↓

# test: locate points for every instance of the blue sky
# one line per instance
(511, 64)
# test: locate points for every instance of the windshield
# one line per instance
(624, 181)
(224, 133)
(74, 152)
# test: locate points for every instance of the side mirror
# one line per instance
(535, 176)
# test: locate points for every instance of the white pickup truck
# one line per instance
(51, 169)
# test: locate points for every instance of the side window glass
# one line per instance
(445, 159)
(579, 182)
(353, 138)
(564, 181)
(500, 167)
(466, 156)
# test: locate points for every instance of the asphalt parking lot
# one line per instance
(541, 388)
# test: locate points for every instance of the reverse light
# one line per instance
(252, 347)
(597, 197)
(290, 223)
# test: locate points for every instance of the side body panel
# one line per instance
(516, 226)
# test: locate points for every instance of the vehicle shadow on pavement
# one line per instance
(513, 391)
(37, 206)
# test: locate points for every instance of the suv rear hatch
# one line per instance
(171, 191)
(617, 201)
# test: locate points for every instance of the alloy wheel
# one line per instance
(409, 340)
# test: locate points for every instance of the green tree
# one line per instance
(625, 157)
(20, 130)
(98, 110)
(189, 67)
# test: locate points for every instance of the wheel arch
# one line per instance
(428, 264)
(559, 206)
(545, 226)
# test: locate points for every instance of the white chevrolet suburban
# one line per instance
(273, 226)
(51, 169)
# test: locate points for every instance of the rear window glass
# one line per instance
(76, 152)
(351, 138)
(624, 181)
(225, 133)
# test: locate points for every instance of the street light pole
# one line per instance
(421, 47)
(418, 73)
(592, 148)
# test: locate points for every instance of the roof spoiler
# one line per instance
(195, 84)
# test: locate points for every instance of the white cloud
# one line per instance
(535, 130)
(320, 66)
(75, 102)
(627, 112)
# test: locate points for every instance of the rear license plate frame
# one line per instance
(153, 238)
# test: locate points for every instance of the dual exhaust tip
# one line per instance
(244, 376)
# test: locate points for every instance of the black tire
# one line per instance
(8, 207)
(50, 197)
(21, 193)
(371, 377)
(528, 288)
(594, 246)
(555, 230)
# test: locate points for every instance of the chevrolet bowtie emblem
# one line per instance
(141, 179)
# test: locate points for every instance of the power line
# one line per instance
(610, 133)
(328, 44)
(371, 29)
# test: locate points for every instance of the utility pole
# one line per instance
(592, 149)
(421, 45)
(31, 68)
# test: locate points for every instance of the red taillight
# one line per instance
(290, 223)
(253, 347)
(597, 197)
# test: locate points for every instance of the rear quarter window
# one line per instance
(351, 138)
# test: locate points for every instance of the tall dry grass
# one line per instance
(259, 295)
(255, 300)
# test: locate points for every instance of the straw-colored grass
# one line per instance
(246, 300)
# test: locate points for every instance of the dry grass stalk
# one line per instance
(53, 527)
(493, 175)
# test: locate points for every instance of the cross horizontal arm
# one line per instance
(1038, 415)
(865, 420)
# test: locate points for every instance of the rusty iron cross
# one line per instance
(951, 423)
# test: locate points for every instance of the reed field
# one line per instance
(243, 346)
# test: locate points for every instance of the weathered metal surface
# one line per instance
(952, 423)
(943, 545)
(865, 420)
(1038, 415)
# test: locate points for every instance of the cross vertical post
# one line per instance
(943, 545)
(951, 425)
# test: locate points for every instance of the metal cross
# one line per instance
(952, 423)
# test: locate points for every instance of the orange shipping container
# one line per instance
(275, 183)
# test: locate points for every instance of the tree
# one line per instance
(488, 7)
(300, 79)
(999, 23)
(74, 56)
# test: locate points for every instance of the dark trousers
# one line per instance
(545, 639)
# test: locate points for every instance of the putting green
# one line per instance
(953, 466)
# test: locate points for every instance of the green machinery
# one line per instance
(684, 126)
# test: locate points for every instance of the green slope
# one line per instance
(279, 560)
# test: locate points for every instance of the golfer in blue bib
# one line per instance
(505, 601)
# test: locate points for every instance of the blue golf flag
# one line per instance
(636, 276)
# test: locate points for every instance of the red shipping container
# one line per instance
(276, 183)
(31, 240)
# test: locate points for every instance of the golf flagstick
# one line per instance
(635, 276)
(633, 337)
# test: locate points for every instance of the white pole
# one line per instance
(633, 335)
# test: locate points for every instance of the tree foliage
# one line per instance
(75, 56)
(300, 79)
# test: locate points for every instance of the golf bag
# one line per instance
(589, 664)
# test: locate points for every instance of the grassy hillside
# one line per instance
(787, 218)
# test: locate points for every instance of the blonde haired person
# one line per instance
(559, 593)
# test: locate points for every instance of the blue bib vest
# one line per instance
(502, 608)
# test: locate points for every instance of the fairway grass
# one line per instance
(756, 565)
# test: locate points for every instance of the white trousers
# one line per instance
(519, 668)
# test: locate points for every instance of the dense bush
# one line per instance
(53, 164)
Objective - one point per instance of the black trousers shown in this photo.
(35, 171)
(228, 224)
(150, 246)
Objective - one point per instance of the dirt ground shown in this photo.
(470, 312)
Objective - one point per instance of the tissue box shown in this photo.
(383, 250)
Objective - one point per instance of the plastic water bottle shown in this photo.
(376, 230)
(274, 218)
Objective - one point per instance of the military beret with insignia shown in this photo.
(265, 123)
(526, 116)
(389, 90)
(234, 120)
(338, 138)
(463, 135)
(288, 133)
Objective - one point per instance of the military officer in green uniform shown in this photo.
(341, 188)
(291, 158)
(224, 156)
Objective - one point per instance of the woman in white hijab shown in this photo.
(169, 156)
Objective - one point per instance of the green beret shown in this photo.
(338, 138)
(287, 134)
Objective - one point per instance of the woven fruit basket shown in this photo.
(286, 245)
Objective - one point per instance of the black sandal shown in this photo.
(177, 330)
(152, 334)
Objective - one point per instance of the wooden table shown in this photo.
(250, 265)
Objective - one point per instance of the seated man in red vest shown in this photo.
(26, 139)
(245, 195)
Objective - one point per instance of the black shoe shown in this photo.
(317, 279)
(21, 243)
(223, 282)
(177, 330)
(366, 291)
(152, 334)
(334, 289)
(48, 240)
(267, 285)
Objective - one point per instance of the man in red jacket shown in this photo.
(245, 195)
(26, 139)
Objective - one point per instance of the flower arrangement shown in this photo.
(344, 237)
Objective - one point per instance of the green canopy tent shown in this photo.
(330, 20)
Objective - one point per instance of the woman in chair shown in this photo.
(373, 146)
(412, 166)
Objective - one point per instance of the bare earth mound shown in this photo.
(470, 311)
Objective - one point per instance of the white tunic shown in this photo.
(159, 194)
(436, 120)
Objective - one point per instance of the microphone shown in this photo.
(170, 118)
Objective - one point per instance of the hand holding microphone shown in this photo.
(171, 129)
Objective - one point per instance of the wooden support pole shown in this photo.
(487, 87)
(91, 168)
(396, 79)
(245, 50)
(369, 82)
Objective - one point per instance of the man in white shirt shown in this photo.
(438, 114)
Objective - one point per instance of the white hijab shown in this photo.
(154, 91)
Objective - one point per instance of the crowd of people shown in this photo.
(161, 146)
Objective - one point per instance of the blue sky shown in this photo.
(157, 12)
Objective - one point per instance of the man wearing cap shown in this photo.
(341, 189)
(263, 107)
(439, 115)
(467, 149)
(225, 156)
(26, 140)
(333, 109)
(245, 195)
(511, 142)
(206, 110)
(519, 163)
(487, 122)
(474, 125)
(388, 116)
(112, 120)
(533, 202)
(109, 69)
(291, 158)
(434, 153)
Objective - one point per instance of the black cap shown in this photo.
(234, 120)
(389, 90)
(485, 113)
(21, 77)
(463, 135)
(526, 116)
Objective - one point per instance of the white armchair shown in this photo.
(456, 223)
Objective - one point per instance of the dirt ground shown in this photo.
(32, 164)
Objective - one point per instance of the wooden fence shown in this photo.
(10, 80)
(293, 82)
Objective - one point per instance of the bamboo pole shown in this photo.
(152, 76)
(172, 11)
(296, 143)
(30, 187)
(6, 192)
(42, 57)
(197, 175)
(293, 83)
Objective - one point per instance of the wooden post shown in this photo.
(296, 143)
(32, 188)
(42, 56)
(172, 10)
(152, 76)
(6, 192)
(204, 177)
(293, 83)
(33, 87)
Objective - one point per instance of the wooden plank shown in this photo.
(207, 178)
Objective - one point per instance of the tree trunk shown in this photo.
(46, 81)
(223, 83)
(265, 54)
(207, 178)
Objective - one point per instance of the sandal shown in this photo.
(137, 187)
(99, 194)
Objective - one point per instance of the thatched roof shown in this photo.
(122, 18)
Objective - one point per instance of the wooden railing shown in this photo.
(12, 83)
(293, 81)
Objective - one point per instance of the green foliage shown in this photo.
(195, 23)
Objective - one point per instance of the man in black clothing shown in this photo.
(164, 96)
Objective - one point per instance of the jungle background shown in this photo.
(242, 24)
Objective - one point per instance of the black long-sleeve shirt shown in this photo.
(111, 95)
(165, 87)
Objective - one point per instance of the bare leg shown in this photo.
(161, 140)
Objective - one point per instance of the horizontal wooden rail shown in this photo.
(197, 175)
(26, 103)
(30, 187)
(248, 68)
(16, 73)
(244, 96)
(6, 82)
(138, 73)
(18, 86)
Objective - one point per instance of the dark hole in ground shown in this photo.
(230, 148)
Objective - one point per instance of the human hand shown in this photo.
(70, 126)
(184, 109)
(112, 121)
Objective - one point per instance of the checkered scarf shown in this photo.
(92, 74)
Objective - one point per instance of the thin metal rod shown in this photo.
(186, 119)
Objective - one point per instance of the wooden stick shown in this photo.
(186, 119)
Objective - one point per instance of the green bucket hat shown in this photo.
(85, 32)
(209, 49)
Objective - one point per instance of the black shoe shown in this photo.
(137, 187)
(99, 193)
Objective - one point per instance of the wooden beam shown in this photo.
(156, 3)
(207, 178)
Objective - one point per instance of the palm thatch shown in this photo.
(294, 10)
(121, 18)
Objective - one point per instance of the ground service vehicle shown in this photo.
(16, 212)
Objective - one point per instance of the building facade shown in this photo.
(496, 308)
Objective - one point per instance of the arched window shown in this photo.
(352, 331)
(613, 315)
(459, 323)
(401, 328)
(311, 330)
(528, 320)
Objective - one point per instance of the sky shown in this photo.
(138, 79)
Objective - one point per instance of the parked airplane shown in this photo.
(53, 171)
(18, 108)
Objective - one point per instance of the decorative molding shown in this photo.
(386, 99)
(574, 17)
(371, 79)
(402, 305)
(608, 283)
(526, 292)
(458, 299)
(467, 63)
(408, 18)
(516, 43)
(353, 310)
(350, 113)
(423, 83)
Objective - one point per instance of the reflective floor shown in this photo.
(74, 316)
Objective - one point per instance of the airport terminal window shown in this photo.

↑

# WHAT TO WORK ON
Repeat exactly the lines of the data from the first one through the line with "# test: locate points for every instance of the side mirror", both of them included.

# EXERCISE RESULT
# test: locate points for every instance of the blue sky
# one line per instance
(511, 64)
# test: locate points for every instance of the windshield
# one line per instance
(624, 181)
(224, 133)
(74, 152)
# test: locate points for every instance of the side mirror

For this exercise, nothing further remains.